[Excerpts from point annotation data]
_ _ _ _ _

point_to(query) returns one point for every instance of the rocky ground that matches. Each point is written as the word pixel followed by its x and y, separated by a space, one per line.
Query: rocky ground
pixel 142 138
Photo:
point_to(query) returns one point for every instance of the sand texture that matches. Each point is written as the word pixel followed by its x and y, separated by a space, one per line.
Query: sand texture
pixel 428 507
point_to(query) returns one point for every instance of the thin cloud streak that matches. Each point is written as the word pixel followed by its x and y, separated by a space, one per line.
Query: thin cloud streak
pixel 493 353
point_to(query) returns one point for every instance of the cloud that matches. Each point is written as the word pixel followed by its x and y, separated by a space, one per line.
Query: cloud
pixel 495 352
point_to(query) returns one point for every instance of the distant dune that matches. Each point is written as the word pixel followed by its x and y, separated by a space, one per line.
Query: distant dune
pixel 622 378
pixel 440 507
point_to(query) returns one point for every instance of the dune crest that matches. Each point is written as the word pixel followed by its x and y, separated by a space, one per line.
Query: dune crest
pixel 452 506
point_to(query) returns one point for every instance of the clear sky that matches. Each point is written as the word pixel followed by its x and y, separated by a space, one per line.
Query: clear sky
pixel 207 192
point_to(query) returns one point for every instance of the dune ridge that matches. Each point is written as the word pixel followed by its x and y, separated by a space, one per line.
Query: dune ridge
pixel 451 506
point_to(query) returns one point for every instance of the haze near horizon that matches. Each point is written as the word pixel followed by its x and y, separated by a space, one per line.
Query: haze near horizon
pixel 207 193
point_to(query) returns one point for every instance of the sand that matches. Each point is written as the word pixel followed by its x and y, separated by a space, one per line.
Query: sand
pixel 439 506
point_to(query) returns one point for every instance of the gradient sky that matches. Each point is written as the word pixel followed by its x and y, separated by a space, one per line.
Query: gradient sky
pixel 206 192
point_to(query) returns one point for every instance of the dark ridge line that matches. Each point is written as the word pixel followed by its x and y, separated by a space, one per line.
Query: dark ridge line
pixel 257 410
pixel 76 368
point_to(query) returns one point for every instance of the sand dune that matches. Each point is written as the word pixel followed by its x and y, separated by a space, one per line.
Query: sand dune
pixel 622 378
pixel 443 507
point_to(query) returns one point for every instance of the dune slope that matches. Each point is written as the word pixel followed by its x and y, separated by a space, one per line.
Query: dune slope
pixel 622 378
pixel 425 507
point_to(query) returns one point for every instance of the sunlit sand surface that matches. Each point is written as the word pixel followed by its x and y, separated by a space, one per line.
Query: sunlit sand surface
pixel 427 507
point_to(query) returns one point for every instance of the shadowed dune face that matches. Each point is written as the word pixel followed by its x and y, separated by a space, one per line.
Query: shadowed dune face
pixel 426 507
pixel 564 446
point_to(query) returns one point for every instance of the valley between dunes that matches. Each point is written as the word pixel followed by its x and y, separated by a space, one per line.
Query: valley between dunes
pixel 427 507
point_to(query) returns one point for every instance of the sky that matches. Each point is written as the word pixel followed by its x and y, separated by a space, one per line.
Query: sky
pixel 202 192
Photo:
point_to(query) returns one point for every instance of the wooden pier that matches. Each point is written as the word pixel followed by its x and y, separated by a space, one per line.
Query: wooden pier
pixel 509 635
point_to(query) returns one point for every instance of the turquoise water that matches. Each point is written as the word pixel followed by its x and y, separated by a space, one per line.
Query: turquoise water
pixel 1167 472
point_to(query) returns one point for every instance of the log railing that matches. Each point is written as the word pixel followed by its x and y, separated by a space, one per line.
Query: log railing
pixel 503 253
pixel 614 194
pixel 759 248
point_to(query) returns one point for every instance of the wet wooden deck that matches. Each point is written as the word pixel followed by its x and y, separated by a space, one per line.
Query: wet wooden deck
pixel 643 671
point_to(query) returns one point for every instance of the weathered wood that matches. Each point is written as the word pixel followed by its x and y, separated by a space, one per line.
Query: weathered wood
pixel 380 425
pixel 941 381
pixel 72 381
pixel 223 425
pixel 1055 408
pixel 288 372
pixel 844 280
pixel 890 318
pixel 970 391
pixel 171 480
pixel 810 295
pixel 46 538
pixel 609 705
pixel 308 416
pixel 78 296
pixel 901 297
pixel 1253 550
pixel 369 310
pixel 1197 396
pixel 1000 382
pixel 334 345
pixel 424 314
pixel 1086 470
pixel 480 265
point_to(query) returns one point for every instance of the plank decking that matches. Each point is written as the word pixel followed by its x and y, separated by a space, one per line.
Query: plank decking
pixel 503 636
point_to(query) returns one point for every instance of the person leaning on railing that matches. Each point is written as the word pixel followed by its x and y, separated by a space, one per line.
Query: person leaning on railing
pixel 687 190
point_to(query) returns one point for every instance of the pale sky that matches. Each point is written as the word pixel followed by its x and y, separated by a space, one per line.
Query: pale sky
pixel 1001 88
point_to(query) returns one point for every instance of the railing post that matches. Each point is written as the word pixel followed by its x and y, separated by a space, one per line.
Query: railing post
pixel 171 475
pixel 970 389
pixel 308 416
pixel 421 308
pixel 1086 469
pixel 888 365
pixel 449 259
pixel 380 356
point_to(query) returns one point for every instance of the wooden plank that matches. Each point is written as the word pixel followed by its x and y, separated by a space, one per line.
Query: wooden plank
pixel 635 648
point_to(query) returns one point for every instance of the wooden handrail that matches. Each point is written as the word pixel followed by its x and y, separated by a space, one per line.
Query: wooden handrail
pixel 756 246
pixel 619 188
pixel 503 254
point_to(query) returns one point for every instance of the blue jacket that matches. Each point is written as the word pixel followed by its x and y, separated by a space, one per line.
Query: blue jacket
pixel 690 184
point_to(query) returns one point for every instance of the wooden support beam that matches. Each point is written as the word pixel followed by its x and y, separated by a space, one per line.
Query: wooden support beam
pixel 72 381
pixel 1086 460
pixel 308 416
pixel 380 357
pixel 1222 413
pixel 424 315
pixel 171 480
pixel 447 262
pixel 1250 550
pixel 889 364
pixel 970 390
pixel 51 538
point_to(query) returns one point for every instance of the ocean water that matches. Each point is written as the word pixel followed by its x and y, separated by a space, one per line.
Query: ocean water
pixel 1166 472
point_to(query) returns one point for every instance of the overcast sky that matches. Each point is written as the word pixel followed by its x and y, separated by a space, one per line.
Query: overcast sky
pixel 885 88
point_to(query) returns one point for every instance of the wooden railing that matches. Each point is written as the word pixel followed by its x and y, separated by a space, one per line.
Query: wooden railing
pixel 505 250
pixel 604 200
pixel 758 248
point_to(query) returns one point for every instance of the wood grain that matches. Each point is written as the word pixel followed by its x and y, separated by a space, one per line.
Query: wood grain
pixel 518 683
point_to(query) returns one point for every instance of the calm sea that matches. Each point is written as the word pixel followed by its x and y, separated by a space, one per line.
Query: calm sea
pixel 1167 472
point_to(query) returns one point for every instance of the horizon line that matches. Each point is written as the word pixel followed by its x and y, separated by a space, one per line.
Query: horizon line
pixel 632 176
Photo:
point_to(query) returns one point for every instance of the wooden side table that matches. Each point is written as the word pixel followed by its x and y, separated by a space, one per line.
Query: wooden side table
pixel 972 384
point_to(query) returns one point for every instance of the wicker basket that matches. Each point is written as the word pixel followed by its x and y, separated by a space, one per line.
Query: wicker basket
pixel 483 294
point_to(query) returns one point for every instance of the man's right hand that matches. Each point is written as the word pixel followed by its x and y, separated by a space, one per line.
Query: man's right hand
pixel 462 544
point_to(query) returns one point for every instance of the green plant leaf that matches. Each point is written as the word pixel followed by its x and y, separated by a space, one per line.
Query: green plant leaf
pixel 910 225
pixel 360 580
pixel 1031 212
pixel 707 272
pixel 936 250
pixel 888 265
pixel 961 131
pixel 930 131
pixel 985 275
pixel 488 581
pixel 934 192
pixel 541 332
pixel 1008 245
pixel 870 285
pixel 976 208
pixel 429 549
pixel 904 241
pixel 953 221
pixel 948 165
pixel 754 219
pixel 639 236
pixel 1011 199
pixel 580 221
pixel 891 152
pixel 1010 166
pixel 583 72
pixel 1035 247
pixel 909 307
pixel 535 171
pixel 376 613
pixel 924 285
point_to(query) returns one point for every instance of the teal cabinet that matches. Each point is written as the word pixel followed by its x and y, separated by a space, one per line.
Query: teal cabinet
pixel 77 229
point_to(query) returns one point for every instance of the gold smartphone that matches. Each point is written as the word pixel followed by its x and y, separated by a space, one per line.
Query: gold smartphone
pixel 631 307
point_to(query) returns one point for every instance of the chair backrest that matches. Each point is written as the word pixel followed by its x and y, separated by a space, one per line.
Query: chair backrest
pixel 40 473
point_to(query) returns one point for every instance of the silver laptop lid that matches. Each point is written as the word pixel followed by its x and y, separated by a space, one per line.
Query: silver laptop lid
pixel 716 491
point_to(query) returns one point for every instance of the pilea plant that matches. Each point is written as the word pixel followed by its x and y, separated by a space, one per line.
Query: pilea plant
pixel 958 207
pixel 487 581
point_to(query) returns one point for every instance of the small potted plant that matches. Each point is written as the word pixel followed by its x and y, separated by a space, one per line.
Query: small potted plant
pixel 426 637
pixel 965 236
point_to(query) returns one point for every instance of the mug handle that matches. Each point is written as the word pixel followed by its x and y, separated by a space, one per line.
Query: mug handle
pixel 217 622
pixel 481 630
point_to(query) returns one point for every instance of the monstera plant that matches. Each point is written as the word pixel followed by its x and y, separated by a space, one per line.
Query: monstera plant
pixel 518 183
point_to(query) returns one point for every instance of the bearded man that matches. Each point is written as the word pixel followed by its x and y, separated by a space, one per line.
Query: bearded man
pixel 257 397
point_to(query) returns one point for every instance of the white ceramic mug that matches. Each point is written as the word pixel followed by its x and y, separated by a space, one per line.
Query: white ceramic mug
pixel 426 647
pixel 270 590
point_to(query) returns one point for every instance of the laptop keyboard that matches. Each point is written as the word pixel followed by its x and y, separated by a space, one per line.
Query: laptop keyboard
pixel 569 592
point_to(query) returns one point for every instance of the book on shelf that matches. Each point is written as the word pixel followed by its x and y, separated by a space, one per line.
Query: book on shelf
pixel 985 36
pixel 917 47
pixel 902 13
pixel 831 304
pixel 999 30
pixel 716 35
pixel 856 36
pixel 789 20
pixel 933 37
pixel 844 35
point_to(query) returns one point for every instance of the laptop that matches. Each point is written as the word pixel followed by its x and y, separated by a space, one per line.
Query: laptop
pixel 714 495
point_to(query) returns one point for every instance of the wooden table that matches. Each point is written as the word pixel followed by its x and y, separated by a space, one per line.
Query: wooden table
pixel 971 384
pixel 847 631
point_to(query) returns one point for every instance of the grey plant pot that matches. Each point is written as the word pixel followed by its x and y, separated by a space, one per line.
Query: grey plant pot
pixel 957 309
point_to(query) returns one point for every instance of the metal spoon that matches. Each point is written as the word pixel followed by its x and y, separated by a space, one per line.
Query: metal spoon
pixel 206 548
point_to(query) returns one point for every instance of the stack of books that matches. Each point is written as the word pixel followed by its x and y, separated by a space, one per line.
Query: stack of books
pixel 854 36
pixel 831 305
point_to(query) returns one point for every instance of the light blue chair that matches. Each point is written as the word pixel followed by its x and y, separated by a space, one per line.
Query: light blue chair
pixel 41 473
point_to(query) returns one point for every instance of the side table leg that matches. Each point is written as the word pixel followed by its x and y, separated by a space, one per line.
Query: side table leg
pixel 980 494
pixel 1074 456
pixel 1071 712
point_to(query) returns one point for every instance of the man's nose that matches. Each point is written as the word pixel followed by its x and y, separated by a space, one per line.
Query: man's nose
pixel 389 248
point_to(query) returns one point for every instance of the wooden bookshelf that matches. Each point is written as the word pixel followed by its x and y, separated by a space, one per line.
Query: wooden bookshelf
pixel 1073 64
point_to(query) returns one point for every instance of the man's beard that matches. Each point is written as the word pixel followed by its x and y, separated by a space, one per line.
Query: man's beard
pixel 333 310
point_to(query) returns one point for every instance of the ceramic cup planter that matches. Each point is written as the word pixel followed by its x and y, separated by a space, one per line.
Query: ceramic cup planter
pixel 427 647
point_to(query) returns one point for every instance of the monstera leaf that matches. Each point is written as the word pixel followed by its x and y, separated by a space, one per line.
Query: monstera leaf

_ _ _ _ _

*Written request*. Take the records starting with the line that contains "point_to(query) returns one point for every instance of the mug" and going on through the line that contains "pixel 257 397", and format them as a CSV with two columns named text and answer, one row per record. Put each field in quotes and replace line breaks with spaces.

*Output for this task*.
text,answer
"point_to(query) returns one point for every instance of the mug handle that matches. Each point is written as the word pixel followed by its x and y, separated by a space, one per line. Query: mug handle","pixel 217 622 pixel 481 630"
"point_to(query) returns one point for every instance of the monstera plant that matches. Each point is written as the word pixel followed by its x and y, separated by a space, one per line. Query: monstera plant","pixel 518 183"
"point_to(query) returns one point for every instance of the bearded man that matches. Each point is written as the word pixel followed by its x and y, separated by a space, one per line. Query: bearded man","pixel 257 397"